## Set task 1
Name each distinct place mentioned in the article on the planning board chair's apartment rental, listing each one only once.
## Set task 2
From the article on the planning board chair's apartment rental, copy word for word the passage beginning at the words "Cold, gray dawn" and ending after the words "at the time.".

## Extract
§
Cold, gray dawn light washes over Portland on Nov. 8, 2021. Credit: Troy R. Bennett / BDN

PORTLAND, Maine — A day after the Bangor Daily News reported the city’s planning board chief was renting an apartment on Airbnb during an unprecedented housing shortage, the listing was deleted and she reapplied for a long-term rental license.

Planning Board Chair Maggie Stanley had listed a first-floor Woodfords Corner neighborhood apartment in her building for $103 per night on the short-term rentals site mostly used by vacationers. Stanley’s previous long-term housing license for the unit ran out at the end of last year and was not renewed at the time.

According to city records, Stanley reapplied for the long-term license on Wednesday. The Airbnb listing was deleted around the same time.

Messages to Stanley seeking comment were not returned.

It wasn’t immediately clear what led to the reversal by Stanley. But the decision not to rent the one-bedroom as an apartment had been criticized by local Airbnb foes as unfair and bad optics for a powerful city leader, given the housing shortage in Portland.
§
## Listed entries

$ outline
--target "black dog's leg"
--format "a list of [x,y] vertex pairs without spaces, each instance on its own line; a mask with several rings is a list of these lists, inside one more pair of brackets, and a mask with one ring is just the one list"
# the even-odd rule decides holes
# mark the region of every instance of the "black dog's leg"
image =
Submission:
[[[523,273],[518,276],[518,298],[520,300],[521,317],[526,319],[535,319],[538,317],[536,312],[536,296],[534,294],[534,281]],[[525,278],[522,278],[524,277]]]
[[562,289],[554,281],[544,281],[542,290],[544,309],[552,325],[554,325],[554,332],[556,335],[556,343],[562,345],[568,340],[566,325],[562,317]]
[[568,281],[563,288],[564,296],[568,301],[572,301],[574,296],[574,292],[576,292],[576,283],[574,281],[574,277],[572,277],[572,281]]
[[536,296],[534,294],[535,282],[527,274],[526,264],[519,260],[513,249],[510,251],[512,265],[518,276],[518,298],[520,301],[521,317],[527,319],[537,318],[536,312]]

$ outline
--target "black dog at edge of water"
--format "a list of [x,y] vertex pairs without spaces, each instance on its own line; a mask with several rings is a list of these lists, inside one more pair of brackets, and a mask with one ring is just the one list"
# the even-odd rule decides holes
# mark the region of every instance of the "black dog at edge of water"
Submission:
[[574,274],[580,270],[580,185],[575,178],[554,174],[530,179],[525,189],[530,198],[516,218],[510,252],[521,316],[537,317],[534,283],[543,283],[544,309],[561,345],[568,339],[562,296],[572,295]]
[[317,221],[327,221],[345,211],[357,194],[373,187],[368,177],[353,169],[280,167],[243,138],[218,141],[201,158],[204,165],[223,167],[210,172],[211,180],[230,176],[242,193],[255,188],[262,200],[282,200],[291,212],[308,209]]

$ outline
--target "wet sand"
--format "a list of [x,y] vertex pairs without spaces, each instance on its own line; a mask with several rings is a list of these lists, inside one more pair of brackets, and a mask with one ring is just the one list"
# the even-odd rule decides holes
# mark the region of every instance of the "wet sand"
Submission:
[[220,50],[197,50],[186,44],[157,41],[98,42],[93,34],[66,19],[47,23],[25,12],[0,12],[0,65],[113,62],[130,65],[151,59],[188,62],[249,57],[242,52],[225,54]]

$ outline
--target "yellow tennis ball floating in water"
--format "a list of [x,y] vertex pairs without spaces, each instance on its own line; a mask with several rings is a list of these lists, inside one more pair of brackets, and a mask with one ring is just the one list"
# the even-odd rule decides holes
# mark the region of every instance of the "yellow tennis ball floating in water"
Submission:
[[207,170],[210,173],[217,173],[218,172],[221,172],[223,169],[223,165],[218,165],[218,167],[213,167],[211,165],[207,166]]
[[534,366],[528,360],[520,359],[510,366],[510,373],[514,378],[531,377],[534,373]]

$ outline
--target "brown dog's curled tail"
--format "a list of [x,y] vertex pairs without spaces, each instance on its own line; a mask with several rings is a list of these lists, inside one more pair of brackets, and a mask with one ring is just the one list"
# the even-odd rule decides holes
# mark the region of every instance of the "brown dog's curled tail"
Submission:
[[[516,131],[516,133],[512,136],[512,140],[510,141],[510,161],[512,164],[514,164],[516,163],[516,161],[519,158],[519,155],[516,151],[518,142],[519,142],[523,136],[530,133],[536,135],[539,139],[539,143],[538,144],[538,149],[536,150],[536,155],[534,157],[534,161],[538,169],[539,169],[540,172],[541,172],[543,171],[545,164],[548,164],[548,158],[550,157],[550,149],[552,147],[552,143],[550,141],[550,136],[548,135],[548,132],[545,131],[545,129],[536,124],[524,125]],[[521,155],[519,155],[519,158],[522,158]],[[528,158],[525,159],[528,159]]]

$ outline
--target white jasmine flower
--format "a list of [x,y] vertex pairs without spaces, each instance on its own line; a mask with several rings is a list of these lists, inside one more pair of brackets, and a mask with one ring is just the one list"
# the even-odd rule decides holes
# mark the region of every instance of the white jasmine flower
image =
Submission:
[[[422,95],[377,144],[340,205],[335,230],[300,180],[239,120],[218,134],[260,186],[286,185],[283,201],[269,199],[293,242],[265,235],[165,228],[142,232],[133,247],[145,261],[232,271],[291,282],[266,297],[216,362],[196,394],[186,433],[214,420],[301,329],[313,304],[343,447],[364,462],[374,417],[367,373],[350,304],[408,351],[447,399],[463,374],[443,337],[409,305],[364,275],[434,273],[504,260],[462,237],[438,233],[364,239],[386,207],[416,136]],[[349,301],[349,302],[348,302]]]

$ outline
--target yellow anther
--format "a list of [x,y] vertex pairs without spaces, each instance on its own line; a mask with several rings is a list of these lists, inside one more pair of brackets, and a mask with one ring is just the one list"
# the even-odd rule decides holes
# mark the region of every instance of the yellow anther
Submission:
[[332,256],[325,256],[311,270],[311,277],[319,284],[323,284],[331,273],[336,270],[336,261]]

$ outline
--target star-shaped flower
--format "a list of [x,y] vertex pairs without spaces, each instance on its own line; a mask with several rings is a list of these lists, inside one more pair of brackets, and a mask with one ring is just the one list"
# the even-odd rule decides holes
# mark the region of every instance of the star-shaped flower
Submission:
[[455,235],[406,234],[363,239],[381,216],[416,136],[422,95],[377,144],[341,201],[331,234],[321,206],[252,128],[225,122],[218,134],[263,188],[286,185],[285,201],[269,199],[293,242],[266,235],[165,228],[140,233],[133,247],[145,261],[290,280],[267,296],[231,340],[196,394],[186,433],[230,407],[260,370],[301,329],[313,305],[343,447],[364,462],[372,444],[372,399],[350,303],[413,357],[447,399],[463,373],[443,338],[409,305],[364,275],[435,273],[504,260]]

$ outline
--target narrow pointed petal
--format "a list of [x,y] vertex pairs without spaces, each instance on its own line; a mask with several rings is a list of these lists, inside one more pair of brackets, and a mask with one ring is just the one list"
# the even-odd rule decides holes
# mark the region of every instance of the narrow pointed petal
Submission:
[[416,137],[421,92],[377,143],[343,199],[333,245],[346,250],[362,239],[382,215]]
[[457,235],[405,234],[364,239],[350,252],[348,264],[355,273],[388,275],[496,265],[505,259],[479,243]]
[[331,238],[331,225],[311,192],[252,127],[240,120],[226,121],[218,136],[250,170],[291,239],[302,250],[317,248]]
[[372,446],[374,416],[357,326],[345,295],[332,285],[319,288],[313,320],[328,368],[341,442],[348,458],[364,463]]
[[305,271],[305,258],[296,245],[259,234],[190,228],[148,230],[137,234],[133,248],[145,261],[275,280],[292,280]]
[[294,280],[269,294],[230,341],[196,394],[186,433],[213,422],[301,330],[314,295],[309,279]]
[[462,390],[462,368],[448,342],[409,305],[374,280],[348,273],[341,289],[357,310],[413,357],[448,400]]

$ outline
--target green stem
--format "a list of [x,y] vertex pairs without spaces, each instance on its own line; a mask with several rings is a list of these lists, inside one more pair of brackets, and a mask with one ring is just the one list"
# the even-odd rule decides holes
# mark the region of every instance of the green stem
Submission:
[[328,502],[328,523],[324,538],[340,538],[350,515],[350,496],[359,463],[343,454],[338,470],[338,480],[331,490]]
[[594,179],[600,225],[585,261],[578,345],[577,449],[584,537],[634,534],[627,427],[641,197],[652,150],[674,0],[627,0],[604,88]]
§
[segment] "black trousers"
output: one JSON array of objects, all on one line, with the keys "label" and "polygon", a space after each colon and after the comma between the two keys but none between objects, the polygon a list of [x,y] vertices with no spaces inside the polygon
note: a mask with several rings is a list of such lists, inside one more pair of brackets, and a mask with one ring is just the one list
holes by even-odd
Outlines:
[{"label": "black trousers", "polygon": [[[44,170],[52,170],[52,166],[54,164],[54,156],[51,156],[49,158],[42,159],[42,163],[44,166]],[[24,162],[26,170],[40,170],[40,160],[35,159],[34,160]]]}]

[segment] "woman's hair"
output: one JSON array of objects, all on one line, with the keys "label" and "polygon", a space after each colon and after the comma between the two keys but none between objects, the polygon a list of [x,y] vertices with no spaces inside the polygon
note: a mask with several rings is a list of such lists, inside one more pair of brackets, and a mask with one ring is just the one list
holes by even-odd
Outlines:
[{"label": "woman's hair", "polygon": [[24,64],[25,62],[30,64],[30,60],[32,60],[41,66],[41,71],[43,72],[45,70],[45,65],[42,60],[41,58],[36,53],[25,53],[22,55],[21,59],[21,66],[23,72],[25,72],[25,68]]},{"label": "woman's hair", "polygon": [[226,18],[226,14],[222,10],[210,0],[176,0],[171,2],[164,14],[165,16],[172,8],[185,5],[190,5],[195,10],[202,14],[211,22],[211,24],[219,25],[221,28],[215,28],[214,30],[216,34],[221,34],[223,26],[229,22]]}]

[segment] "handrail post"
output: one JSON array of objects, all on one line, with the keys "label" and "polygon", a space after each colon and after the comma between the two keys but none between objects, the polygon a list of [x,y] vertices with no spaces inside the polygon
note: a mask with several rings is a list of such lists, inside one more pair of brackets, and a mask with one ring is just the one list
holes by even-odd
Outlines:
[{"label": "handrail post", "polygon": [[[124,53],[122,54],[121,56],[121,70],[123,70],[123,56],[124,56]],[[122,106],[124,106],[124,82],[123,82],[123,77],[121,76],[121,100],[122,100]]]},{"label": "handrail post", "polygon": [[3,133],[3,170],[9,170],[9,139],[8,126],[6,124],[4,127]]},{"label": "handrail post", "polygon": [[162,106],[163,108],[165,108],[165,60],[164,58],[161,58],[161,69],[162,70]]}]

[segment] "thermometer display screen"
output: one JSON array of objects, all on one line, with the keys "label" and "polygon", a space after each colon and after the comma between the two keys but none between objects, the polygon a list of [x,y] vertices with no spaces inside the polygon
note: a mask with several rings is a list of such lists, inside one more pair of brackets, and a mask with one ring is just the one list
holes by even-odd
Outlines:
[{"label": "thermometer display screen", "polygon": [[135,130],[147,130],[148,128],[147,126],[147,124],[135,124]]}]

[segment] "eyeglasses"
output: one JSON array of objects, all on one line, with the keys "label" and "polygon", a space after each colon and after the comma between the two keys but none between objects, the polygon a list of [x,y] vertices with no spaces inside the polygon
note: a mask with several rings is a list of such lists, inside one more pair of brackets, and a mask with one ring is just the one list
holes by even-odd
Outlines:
§
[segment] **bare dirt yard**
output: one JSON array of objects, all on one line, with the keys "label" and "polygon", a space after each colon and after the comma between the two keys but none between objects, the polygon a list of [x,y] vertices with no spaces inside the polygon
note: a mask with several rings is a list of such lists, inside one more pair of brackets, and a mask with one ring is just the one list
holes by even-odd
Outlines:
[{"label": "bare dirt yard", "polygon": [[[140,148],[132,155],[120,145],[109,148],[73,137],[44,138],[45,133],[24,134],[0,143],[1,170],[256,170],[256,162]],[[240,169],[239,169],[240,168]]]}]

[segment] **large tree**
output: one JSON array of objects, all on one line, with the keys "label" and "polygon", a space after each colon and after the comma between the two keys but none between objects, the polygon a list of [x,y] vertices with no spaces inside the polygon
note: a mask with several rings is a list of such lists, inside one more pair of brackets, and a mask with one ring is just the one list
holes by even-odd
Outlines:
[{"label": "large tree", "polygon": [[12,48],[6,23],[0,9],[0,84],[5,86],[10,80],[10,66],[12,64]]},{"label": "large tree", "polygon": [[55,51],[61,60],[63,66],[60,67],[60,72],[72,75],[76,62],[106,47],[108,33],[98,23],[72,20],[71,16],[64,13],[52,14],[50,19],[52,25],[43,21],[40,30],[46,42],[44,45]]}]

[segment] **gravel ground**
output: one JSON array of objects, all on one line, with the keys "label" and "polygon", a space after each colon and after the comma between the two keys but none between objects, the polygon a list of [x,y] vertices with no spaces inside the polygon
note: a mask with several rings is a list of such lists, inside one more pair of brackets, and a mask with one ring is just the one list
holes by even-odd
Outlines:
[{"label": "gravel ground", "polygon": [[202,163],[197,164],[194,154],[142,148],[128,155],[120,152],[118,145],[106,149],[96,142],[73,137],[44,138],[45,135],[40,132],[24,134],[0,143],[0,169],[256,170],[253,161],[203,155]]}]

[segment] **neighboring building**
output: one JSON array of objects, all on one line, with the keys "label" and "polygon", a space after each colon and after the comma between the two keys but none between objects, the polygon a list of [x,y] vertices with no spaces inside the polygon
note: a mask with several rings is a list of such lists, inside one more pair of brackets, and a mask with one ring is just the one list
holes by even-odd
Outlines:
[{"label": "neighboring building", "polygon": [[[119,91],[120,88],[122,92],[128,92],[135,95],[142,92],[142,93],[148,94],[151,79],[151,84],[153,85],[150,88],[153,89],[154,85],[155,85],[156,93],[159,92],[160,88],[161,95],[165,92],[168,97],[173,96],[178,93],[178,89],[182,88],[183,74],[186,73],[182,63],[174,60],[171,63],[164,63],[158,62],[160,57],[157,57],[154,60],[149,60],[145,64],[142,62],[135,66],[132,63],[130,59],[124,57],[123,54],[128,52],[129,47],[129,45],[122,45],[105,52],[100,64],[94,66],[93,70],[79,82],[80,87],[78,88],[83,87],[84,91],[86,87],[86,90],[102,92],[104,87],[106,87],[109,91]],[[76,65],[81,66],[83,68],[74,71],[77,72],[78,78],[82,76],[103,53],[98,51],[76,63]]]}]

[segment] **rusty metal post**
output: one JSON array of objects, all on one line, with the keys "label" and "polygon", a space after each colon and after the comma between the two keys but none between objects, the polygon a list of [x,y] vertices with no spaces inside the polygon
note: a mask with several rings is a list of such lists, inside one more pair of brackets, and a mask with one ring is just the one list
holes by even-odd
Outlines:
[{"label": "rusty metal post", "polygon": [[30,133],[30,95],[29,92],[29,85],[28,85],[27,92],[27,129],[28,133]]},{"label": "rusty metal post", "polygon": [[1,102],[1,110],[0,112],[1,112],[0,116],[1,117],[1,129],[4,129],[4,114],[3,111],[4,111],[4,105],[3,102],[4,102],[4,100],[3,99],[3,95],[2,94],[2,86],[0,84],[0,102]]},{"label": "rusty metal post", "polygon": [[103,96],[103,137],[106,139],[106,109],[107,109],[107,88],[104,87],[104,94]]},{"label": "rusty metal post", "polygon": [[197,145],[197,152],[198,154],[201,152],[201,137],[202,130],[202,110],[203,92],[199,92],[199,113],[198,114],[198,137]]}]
§
## Full answer 1
Portland
Maine
Woodfords Corner

## Full answer 2
Cold, gray dawn light washes over Portland on Nov. 8, 2021. Credit: Troy R. Bennett / BDN

PORTLAND, Maine — A day after the Bangor Daily News reported the city’s planning board chief was renting an apartment on Airbnb during an unprecedented housing shortage, the listing was deleted and she reapplied for a long-term rental license.

Planning Board Chair Maggie Stanley had listed a first-floor Woodfords Corner neighborhood apartment in her building for $103 per night on the short-term rentals site mostly used by vacationers. Stanley’s previous long-term housing license for the unit ran out at the end of last year and was not renewed at the time.